**Task brief**
Without omission or alteration, write out all of the data.

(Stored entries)
┌──

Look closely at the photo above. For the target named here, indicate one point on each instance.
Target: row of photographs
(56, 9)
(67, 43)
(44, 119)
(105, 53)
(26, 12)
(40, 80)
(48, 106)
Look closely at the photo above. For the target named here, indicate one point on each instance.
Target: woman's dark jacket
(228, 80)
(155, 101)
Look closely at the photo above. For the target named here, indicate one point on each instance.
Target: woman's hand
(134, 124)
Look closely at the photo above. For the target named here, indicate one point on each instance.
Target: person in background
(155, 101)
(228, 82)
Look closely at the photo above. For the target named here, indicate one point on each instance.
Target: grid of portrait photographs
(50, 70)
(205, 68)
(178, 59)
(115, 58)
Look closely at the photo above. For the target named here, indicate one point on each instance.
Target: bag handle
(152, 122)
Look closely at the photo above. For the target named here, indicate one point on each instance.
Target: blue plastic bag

└──

**Solution below**
Look closely at the photo above. For the target named here, indicate one point on each instance.
Target: row of photographs
(56, 9)
(67, 43)
(44, 119)
(105, 53)
(26, 12)
(40, 80)
(48, 106)
Look closely at the photo above. For the target named here, indicate one point on each instance.
Target: woman's dark jacket
(228, 80)
(155, 101)
Look closely at the photo above. For the target named here, indicate one point on each instance.
Target: woman's hand
(134, 124)
Look closely at the photo above. For the target named here, indicate one point on each instance.
Target: person in background
(155, 101)
(228, 82)
Look closely at the photo above. For the target named here, indicate one point on each instance.
Target: grid of portrait photographs
(50, 70)
(205, 68)
(178, 59)
(115, 58)
Look closely at the photo above. For the target named here, indicate one point on each instance.
Target: bag handle
(152, 122)
Look closely at the photo above. For the target named here, indicate one point on each instance.
Target: blue plastic bag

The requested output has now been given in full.